+++ Extract
Elizabeth Daily Journal


Dianetics Group to Quit City Because "We're Not Wanted"

April 3, 1951


The Hubbard Dianetic Research Foundation, 275 Morris Avenue, target of a suit accusing it of operating a medical school without a license, is moving its national headquarters out of Elizabeth because it has no desire to remain where it is not wanted.

Transfer of the national headquarters to Wichita, Kan., effective April 15 was announced yesterday by the foundation. A spokesman indicated the principal reason is the pending District Court suit. Charles Leonard, in charge of press relations for the foundation, said other factors encouraged the move to Kansas, but that the suit initiated by the State Board of Medical Examiners and set for trial in May was "the axis on which the other factors revolved."

"We have no desire to remain where we are not wanted," Mr. Leonard declared. "we have brought a great deal of business to Elizabeth and to New Jersey, but if we are not welcome here, we do not choose to remain."

L. Ron Hubbard, author of a book on therapeutic thinking, said "Dianetics is a pioneer mental science. It is only natural that we should prefer to centralize where the American pioneering spirit and cultural interests are still high."

Dianetics claims that every cell of a person's body remembers what happened, from before birth, that illness is due to these memories and disappears when the brain is aroused to get this memory from the cell. Dianetics is the art of getting the brain to draw on the cell memories. How that is done is not explained.

The Hubbard Foundation, described by its operators as a non-profit organization, was founded here, last May. Branches have been opened in New York, Chicago, Los Angeles, Washington and Honolulu, and groups have been formed in foreign countries.

Mr. Leonard said city leaders in Wichita invited the Hubbard foundation to open its national headquarters there and that 18,000 square feet in a downtown office building have been acquired. Some of the key members of the foundation will transfer immediately to Wichita, it was said.

Whether a branch office will be maintained in Elizabeth will depend on the outcome of the District Court suit, Mr. Leonard stated. He said he hopes the Morris Avenue quarters could be retained.

Plans to move the national dianetics headquarters to the new building at 10 Caldwell place early this year were abandoned when the suit was instituted.

"Wichita is not only one of the most central points, geographically, in the United States, but it is in the heart of pioneering country where new ideas still can find fertile field," Mr. Leonard asserted. He said the mid-west looks forward while the east looks backward.

Mr. Leonard indicated that the foundation will defend its case in the New Jersey courts on the ground there is no qualified dianetic committee on any state board from which a license to teach dianetics can be obtained. Furthermore, he said, because dianetics is not medicine but a mental science, an attempt was made to lump it with psychiatry, which it bitterly disavows in all its literature and practice.
++++++
+++ The data
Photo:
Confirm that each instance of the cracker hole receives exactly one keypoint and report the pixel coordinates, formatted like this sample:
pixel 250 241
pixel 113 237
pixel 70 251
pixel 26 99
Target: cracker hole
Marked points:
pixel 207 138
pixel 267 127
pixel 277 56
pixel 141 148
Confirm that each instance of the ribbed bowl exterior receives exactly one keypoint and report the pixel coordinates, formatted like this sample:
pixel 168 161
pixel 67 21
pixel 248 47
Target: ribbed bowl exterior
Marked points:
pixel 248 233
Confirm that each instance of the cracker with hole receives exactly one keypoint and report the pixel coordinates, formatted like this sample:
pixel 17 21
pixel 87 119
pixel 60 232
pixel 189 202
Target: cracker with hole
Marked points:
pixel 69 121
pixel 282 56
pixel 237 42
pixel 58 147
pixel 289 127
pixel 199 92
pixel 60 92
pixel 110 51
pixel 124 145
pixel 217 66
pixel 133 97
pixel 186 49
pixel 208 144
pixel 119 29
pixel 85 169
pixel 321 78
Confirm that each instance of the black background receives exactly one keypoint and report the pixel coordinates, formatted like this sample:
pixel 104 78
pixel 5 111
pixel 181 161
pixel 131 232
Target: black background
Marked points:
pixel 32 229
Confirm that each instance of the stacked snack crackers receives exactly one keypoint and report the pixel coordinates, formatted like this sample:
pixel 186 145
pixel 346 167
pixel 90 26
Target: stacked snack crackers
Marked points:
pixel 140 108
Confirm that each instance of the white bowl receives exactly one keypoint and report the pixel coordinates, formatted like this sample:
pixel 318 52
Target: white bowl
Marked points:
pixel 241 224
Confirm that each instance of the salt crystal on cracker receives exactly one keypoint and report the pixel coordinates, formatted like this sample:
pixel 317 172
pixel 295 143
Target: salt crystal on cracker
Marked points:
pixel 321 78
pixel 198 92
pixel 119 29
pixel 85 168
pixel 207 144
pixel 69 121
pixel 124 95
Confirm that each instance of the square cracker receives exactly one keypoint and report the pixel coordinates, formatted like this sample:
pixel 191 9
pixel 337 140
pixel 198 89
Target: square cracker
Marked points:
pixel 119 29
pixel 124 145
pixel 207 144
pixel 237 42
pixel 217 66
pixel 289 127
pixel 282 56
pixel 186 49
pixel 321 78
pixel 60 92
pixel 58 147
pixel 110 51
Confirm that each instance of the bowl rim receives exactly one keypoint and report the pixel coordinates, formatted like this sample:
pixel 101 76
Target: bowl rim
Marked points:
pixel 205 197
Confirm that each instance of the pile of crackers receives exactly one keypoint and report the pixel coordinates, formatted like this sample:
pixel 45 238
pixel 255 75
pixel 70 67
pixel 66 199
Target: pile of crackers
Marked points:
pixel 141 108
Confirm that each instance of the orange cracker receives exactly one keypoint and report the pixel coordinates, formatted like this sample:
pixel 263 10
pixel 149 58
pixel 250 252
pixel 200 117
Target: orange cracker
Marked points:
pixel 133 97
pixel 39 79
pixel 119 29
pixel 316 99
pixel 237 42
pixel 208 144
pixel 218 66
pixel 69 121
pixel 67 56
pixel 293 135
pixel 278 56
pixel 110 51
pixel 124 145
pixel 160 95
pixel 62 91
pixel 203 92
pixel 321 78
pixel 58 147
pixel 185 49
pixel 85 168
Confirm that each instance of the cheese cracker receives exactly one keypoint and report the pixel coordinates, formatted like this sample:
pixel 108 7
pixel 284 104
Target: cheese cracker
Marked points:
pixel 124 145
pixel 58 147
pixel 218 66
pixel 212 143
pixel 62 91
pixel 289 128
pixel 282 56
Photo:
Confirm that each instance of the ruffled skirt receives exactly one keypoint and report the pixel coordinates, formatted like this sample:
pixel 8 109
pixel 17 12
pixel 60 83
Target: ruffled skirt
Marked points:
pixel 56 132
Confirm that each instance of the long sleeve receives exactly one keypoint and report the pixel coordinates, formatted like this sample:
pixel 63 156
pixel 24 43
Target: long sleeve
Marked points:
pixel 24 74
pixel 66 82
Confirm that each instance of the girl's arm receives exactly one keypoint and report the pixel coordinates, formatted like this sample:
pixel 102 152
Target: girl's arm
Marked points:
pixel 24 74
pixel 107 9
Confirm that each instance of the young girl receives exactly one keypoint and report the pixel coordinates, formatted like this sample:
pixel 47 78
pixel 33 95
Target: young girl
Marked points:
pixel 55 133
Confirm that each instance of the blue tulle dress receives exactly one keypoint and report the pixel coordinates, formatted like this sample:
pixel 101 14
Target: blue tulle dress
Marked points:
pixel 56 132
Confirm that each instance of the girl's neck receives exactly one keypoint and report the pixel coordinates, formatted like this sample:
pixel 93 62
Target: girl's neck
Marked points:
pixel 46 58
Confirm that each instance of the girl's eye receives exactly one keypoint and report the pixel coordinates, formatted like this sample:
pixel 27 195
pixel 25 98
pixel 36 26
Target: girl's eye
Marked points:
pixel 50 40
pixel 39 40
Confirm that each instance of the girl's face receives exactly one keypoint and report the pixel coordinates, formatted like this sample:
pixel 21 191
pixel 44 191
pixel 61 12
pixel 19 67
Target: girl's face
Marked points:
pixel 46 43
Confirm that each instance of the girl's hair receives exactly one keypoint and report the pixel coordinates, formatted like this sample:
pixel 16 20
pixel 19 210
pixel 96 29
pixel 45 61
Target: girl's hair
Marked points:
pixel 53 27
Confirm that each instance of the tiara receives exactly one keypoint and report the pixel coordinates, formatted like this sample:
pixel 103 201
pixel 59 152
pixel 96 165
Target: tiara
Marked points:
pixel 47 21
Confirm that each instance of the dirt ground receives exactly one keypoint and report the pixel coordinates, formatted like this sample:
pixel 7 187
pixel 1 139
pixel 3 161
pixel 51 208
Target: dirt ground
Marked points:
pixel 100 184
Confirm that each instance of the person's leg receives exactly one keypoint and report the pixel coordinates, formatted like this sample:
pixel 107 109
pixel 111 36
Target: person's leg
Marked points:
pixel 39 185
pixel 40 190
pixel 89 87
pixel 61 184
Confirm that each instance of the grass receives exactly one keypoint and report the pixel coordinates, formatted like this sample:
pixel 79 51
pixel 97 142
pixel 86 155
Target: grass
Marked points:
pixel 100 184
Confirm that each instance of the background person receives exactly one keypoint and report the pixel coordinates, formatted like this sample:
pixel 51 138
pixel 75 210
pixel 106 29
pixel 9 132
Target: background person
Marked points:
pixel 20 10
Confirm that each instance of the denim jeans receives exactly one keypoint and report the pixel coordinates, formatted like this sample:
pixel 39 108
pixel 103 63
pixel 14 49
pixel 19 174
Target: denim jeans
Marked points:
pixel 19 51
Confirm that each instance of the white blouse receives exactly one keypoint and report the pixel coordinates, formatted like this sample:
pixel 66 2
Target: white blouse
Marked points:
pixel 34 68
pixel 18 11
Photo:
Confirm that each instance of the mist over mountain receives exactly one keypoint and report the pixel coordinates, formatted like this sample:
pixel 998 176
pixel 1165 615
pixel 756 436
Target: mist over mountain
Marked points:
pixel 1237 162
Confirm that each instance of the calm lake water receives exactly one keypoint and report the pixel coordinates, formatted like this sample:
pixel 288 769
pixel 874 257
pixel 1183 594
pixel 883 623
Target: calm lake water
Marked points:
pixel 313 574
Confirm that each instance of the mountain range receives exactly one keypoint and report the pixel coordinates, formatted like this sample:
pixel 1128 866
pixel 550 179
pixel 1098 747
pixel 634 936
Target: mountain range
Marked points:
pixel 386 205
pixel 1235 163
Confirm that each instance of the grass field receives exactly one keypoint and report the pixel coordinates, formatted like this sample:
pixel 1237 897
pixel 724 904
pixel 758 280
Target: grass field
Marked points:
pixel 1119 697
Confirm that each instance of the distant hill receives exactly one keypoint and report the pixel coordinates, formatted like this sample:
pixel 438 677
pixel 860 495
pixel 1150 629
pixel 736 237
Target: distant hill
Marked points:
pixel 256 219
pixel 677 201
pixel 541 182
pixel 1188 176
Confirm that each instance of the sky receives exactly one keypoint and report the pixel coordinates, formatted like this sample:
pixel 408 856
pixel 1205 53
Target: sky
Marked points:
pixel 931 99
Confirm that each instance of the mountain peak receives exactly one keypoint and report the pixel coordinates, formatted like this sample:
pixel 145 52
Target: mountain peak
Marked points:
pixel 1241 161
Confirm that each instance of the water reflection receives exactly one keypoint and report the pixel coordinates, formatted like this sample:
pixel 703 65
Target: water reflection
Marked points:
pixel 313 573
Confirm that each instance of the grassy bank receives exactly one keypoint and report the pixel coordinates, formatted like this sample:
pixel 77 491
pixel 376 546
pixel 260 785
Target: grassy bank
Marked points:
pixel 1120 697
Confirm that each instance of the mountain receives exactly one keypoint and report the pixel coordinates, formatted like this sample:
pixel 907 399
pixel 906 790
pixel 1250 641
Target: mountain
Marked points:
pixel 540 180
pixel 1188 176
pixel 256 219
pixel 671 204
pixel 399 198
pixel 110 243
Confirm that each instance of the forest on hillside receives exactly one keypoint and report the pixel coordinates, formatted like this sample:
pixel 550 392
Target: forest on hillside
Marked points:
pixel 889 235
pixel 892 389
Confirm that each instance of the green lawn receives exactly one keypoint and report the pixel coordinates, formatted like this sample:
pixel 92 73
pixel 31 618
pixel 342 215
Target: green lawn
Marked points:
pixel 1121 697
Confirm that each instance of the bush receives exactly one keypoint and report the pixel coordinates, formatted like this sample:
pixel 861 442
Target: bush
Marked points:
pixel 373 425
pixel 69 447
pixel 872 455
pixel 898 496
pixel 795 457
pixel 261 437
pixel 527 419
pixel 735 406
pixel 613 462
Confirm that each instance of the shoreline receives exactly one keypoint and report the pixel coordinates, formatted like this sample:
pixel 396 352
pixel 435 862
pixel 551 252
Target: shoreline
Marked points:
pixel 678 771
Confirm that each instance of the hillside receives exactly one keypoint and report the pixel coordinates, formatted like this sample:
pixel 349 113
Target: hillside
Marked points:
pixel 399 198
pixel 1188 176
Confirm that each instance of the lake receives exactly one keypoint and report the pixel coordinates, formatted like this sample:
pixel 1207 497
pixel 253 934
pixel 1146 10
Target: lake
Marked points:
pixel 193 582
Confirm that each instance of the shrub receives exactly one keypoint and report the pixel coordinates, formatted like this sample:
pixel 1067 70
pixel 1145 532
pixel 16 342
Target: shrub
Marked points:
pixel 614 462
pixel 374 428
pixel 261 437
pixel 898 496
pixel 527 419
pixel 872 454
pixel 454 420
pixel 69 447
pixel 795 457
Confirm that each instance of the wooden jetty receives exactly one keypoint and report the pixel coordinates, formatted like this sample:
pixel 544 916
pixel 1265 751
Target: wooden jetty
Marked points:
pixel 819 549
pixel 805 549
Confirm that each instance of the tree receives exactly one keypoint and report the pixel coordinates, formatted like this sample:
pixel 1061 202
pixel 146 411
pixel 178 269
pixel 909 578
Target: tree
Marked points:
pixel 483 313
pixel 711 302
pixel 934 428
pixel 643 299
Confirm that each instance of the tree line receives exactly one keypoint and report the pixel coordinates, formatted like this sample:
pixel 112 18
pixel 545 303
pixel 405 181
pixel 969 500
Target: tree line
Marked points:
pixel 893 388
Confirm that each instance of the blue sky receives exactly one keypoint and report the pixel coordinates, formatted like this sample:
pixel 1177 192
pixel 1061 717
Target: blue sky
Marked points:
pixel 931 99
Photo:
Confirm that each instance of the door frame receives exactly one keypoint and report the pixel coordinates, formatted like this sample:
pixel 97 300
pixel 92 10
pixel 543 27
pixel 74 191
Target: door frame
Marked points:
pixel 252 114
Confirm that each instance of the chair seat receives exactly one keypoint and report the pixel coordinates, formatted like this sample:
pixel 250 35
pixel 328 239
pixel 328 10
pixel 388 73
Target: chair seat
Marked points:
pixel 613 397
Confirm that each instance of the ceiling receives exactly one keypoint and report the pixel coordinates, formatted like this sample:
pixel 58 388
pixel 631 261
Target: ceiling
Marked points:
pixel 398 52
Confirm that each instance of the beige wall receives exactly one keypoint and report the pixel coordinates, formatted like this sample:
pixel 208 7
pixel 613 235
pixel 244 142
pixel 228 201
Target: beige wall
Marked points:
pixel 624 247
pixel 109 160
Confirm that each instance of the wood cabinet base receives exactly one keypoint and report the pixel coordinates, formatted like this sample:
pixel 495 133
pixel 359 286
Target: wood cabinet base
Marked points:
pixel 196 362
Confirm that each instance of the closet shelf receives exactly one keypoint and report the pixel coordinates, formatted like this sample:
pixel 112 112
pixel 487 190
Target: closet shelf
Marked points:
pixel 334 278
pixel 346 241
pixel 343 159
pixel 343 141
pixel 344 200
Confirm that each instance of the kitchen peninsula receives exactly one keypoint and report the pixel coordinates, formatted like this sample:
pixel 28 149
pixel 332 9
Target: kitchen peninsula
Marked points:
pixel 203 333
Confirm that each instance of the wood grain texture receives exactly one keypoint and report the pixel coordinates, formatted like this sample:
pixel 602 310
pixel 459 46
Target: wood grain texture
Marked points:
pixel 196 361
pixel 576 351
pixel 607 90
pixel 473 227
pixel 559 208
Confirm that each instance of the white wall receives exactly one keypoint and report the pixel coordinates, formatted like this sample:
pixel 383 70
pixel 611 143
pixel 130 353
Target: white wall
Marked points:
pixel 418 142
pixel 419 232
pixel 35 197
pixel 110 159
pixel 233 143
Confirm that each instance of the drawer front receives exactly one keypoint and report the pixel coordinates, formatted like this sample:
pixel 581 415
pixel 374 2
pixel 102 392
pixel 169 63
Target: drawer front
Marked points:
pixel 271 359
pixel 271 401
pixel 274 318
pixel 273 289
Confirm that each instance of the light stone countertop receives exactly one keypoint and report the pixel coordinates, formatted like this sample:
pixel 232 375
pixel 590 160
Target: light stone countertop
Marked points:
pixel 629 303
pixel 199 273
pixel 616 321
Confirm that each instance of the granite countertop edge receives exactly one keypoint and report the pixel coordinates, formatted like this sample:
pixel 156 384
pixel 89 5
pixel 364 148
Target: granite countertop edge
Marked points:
++++++
> What this exercise asks
[1] According to the article on the Dianetics foundation's move, how much space was acquired for it in Wichita?
[2] Repeat the part of the Dianetics article starting with "The Hubbard Foundation, described" and going on through "in foreign countries.".

> Replies
[1] 18,000 square feet in a downtown office building.

[2]
The Hubbard Foundation, described by its operators as a non-profit organization, was founded here, last May. Branches have been opened in New York, Chicago, Los Angeles, Washington and Honolulu, and groups have been formed in foreign countries.